● **Problem**
Rewrite the material below, beginning at the line that contains "Provide a point for each instance of the towpath, given" and stopping after the line that contains "x=274, y=93". Keep every request line as it is, and shift each x and y coordinate in the answers up by 47.

[start]

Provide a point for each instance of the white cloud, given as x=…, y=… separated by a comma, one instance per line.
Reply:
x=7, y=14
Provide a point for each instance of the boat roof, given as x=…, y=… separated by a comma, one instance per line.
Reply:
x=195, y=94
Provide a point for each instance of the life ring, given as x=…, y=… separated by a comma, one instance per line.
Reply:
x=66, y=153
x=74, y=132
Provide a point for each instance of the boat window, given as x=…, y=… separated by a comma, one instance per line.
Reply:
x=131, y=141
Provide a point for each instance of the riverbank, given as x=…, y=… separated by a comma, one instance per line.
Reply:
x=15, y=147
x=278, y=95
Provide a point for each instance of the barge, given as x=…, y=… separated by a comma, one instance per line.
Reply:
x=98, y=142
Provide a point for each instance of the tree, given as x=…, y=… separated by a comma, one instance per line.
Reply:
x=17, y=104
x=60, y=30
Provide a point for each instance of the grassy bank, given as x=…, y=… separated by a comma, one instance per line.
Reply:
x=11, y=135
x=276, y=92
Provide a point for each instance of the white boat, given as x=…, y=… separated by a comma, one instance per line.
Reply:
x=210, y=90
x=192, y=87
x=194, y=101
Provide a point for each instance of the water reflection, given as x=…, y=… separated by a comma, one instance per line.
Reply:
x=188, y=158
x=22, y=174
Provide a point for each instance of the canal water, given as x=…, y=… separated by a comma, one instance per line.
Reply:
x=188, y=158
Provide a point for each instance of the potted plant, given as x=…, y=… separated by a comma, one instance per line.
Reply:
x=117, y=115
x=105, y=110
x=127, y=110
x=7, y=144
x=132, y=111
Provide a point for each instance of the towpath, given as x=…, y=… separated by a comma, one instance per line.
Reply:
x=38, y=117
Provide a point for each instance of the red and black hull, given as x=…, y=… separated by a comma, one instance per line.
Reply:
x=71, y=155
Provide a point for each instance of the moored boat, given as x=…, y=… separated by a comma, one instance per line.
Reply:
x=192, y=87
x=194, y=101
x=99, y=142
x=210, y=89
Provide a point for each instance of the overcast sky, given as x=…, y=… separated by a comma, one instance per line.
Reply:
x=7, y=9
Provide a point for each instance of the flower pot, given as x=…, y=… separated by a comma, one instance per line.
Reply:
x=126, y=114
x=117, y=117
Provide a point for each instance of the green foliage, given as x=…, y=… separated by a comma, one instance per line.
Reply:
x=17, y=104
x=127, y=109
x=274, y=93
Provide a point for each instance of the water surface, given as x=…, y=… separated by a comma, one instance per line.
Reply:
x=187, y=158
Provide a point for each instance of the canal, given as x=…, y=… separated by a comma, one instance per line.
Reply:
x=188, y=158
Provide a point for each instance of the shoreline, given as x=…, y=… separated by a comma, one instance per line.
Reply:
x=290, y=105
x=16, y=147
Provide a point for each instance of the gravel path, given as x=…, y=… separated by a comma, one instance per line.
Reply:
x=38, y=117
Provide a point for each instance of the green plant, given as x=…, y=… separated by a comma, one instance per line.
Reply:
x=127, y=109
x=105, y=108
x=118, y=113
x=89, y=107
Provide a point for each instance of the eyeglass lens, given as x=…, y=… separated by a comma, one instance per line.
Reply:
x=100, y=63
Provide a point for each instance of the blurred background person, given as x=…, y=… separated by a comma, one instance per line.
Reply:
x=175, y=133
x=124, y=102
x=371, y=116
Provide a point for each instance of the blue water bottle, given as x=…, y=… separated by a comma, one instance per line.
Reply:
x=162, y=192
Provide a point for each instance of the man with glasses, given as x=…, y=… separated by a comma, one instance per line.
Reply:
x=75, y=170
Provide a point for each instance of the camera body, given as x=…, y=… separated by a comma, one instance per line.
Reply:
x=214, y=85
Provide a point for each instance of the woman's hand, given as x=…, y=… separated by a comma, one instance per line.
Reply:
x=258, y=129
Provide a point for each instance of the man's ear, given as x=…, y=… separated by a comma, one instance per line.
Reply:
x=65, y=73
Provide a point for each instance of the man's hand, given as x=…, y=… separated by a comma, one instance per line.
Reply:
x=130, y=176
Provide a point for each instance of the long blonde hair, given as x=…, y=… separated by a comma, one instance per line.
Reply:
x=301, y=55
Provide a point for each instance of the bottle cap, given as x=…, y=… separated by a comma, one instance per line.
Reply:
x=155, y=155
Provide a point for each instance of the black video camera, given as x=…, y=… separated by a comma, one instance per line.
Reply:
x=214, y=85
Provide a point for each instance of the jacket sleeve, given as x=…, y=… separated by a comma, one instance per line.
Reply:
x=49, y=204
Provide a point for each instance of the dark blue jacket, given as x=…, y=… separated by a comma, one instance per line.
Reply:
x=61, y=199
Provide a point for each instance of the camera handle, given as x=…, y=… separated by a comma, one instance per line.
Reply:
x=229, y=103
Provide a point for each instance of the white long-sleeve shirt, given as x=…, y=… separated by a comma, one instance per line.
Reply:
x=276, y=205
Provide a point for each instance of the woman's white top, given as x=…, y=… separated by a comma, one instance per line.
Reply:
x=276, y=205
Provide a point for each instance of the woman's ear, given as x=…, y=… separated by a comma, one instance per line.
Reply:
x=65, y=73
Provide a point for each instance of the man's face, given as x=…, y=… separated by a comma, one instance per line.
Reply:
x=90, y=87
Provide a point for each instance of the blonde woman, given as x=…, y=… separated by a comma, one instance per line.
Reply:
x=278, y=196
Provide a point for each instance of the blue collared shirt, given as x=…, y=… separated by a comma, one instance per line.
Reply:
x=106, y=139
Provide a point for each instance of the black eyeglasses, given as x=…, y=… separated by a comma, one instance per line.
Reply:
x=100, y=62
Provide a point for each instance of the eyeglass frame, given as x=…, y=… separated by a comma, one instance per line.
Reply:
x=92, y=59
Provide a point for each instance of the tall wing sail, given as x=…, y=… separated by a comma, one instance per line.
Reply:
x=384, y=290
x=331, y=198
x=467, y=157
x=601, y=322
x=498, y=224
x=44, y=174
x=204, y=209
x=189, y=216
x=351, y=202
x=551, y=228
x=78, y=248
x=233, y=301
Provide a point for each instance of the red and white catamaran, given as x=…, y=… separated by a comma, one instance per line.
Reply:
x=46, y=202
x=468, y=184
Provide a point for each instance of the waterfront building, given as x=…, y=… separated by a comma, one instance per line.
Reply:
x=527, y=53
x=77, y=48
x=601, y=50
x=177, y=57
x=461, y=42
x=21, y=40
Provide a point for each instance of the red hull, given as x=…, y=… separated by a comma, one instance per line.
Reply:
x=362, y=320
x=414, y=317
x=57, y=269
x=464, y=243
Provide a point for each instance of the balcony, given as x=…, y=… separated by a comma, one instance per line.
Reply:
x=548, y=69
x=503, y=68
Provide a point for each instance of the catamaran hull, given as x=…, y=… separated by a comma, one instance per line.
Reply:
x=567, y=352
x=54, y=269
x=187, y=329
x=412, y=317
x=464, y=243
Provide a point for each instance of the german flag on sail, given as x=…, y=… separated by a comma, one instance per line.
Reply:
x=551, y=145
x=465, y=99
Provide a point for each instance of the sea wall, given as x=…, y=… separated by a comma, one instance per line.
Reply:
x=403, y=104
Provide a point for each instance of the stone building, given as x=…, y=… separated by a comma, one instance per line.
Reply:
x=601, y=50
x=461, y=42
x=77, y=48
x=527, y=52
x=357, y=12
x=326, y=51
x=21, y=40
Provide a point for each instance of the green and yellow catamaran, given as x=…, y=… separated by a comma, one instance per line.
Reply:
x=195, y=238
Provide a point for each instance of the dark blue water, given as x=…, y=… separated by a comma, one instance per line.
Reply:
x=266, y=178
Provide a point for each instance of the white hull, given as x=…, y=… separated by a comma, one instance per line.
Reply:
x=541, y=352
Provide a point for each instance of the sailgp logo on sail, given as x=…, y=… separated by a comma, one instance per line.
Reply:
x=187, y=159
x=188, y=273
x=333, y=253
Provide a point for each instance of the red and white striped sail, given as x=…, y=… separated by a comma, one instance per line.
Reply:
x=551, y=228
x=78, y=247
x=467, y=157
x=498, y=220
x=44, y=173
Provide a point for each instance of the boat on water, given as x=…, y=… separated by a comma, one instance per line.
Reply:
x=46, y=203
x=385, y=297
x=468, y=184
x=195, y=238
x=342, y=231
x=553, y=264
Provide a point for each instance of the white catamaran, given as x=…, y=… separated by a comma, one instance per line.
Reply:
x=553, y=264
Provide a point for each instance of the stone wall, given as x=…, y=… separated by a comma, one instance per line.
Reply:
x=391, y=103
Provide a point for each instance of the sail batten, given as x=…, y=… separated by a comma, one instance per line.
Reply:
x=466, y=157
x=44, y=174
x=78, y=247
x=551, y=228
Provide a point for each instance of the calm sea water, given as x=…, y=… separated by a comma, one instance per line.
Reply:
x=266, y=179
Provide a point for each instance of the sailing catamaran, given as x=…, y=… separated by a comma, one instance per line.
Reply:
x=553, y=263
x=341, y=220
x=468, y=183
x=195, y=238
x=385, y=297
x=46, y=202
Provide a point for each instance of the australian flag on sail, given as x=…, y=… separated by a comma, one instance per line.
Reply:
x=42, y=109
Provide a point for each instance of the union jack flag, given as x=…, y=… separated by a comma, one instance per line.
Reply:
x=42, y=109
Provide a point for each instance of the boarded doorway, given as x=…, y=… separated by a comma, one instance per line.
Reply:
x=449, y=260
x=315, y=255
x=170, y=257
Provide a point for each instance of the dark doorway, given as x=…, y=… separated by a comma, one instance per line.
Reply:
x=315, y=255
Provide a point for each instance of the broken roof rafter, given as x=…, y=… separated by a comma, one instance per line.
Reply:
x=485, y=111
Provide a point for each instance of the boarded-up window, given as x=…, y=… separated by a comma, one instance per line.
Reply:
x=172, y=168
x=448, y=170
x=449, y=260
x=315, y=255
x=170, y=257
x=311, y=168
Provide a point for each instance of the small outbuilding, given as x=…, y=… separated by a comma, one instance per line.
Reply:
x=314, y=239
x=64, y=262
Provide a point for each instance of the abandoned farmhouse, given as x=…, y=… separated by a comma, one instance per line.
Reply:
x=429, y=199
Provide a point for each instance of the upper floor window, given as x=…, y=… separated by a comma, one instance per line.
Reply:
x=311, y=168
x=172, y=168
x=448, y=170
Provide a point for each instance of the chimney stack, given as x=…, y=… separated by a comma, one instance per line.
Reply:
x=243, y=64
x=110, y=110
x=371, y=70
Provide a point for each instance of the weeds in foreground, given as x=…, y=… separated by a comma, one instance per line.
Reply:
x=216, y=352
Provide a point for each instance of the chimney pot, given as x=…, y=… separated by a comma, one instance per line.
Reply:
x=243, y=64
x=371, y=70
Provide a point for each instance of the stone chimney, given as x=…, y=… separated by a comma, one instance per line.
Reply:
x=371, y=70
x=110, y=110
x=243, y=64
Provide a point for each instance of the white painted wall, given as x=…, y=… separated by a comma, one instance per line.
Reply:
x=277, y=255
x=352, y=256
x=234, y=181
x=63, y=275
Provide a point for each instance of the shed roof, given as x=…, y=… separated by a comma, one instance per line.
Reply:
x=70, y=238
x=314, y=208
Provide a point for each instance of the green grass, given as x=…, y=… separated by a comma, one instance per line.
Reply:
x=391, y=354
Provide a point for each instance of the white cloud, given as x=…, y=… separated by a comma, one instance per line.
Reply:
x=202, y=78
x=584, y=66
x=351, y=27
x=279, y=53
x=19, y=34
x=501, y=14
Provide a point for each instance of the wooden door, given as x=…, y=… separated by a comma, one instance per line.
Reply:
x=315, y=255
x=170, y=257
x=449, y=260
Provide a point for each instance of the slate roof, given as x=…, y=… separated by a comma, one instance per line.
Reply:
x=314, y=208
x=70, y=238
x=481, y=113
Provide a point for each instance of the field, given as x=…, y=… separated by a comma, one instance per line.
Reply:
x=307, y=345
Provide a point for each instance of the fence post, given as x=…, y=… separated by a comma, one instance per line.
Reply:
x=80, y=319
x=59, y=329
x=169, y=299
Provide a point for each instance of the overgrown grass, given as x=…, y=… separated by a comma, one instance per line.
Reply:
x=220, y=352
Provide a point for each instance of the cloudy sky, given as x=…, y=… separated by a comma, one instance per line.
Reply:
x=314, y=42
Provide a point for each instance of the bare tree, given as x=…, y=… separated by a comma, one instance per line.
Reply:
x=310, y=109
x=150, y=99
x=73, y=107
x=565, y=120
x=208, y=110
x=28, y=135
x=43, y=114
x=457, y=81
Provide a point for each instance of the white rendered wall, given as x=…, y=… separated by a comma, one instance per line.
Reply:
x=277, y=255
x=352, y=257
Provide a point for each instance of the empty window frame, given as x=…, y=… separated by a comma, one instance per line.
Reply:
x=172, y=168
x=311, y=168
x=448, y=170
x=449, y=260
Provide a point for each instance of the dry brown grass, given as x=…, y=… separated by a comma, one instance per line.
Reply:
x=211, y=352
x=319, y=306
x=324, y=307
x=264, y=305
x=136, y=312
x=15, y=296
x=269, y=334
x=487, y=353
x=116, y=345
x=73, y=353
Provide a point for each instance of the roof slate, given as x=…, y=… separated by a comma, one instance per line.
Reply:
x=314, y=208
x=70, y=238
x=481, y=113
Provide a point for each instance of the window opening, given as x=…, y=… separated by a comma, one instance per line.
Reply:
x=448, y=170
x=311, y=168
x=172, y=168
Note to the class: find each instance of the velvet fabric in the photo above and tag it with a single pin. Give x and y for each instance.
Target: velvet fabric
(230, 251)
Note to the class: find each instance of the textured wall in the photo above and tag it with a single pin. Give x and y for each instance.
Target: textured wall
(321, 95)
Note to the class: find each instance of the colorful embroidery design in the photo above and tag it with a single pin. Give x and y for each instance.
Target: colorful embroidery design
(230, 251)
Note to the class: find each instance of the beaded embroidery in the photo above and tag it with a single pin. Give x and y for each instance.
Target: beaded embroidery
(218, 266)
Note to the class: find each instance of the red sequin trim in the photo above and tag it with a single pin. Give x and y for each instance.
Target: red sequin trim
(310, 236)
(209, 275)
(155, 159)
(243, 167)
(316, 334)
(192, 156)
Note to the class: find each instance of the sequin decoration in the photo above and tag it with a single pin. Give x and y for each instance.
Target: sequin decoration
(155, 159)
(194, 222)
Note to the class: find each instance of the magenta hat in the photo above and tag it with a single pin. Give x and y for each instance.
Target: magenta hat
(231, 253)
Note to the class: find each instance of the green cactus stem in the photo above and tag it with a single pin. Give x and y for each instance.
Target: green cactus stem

[end]

● **Written response**
Provide a point for each instance of the towpath, given as x=…, y=… separated by a comma, one instance per line.
Reply:
x=85, y=164
Provide a point for each instance of the red and black hull, given as x=…, y=… separated by a comma, one instance per line.
Reply:
x=118, y=202
Provide a point for each instance of the moored boat, given as x=…, y=… separated by a comma, one instance per line.
Reply:
x=239, y=134
x=241, y=148
x=146, y=189
x=257, y=136
Provide a point for each instance of the overcast sky, given as x=…, y=… separated by a comma, one instance per line.
Reply:
x=54, y=56
Provide a point for each instance of the flower pot, given as x=…, y=… separated by a comma, one instance per line.
Reply:
x=173, y=161
x=164, y=164
Provide a point for each instance of the green foliage, given as x=…, y=… separated by a comma, one instance per line.
Reply:
x=64, y=151
x=174, y=156
x=321, y=140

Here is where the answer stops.